Dans une lettre ouverte adressée à la procureure générale de la République, Miriam Germán Brito, le collectif Haïtiens RD, accompagné du Mouvement Socialiste des Travailleuses et Travailleurs (MST), du Mouvement Reconocido, du Mouvement des Femmes Dominiquo-Haïtiennes (MUDHA), de MOSCHTA, de Heartland Alliance International et du collectif Junta de Prietas, interpelle la justice sur son inaction. « Cela fait dix ans que nous exigeons justice et que nous demandons que les assassins soient jugés. Pourtant, malgré nos multiples requêtes, aucune enquête sérieuse n’a été menée. Ce crime raciste reste impuni », dénoncent ces organisations dans leur correspondance.
Le 22 octobre 2024, ces organisations avaient déjà envoyé une nouvelle lettre à la procureure générale, réclamant l’ouverture d’une enquête et la traduction en justice des coupables. « Nous n’avons reçu aucune réponse », regrettent-elles, soulignant que c’était la cinquième fois qu’elles sollicitaient officiellement la justice. Elles rappellent qu’en décembre 2022, Miriam Germán Brito avait accordé une unique audience pour écouter leurs préoccupations sur les nombreuses violations des droits humains visant la communauté haïtienne, mais sans donner de suite concrète à leurs requêtes. « Nous avons exposé des faits graves, étayés par des témoignages et des rapports, mais la justice dominicaine continue d’ignorer ces crimes », affirment les signataires de la lettre.
Le collectif Haïtiens RD et ses alliés dénoncent également l’intensification des expulsions massives d’Haïtiens sous le gouvernement de Luis Abinader. Depuis le 2 octobre 2024, les autorités dominicaines ont instauré un quota hebdomadaire de 10 000 personnes expulsées vers Haïti. « Cette politique de déportations massives se traduit par des rafles à l’aube, des détentions arbitraires, du profilage racial, des mauvais traitements infligés aux migrants et des violations flagrantes des droits humains », dénoncent-ils. Ils signalent également que des femmes enceintes ont été arrêtées et expulsées, que des enfants mineurs ont été renvoyés seuls à la frontière, et que plusieurs cas de violences physiques, de tortures et d’exécutions extrajudiciaires ont été signalés.

•••

» Consignes
**1.** Indiquez si chacune des affirmations suivantes concorde avec le texte fourni, en répondant par oui ou par non et en citant les mots décisifs du texte. (a) Les organisations n'ont reçu aucune réponse à leur lettre du 22 octobre 2024. (b) Miriam Germán Brito a accordé plusieurs audiences aux organisations. (c) Le quota hebdomadaire d'expulsions vers Haïti s'élève à 5 000 personnes.
**2.** Reproduisez le passage du texte fourni situé entre « Le 22 octobre » et « de la lettre. », ces deux extrémités comprises.
Les entrées ne sont d'aucune utilité pour ce travail.

Données sources:

•••

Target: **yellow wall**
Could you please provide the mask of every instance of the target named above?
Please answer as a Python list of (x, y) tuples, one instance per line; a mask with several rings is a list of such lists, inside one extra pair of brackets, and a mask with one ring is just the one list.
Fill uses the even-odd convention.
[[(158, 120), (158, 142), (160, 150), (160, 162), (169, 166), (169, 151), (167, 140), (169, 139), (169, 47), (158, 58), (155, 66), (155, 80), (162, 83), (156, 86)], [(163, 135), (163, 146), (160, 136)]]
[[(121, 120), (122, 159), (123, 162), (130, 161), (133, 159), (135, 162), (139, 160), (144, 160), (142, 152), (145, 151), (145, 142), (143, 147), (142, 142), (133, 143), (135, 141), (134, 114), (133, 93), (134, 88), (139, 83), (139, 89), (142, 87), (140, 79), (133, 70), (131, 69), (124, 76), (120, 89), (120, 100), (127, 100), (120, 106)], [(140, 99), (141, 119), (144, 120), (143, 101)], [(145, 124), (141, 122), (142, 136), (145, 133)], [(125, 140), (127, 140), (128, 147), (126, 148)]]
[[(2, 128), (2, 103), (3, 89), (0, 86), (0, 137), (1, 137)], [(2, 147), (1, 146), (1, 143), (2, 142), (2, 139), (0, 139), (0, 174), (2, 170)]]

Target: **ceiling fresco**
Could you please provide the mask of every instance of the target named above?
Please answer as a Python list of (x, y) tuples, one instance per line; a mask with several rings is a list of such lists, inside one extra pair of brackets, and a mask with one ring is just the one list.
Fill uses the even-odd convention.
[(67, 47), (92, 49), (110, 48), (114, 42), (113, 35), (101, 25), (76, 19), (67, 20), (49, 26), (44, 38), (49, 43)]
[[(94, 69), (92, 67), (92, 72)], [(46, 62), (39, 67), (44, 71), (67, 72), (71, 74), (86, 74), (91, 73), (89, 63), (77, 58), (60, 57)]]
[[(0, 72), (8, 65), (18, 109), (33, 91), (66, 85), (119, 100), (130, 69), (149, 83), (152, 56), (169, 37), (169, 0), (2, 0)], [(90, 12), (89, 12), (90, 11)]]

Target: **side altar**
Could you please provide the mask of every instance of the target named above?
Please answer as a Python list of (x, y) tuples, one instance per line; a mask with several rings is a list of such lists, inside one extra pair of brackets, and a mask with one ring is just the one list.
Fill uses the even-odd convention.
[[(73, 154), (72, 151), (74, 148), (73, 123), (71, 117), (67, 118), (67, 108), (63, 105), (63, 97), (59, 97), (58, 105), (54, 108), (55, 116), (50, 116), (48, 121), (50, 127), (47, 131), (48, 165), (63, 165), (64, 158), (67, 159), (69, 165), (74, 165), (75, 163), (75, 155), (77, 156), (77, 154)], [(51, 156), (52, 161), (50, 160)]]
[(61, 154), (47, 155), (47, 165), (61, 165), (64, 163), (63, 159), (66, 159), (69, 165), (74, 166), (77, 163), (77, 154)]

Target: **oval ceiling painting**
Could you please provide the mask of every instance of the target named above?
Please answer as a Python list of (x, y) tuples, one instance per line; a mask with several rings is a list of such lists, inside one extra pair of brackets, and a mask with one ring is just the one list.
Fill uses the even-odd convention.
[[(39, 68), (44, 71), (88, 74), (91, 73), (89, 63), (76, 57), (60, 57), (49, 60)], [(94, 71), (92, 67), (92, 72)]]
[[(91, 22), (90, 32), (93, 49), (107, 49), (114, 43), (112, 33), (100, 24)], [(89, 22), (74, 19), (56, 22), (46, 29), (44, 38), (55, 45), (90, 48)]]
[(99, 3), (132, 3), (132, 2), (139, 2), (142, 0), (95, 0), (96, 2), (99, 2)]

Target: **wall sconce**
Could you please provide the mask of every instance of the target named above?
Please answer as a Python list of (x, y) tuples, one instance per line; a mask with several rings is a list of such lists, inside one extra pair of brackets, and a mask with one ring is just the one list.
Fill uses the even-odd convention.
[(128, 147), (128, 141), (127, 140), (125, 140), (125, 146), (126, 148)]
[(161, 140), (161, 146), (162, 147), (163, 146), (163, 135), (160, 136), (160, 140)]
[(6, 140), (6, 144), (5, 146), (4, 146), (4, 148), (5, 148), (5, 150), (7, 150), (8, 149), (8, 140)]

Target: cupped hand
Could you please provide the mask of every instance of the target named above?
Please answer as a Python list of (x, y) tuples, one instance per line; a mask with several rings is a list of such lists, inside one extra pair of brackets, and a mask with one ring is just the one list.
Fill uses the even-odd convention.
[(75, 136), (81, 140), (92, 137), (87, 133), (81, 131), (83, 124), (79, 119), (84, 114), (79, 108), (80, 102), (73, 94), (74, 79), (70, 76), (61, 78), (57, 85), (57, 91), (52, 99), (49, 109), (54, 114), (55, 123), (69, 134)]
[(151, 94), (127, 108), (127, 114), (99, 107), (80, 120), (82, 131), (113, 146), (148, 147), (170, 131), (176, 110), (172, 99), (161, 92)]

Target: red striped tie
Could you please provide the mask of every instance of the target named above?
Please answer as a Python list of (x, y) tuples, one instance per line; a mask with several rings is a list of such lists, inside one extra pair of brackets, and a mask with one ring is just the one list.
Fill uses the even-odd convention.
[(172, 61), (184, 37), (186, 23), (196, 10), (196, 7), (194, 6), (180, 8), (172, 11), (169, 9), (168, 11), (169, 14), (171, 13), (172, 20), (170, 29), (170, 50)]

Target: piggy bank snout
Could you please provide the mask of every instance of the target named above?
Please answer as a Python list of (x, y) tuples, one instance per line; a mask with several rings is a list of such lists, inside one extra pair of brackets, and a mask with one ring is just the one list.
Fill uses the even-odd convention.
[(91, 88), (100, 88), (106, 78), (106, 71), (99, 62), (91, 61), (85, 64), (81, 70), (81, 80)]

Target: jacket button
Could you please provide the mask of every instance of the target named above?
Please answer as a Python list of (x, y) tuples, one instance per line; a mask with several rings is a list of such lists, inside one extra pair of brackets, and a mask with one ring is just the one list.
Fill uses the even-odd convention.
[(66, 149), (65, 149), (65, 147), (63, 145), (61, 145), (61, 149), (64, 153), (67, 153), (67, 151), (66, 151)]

•••

» Réponses
**1.**
(a) Oui : « Nous n’avons reçu aucune réponse ».
(b) Non : « Miriam Germán Brito avait accordé une unique audience ».
(c) Non : « un quota hebdomadaire de 10 000 personnes expulsées vers Haïti ».

**2.**
Le 22 octobre 2024, ces organisations avaient déjà envoyé une nouvelle lettre à la procureure générale, réclamant l’ouverture d’une enquête et la traduction en justice des coupables. « Nous n’avons reçu aucune réponse », regrettent-elles, soulignant que c’était la cinquième fois qu’elles sollicitaient officiellement la justice. Elles rappellent qu’en décembre 2022, Miriam Germán Brito avait accordé une unique audience pour écouter leurs préoccupations sur les nombreuses violations des droits humains visant la communauté haïtienne, mais sans donner de suite concrète à leurs requêtes. « Nous avons exposé des faits graves, étayés par des témoignages et des rapports, mais la justice dominicaine continue d’ignorer ces crimes », affirment les signataires de la lettre.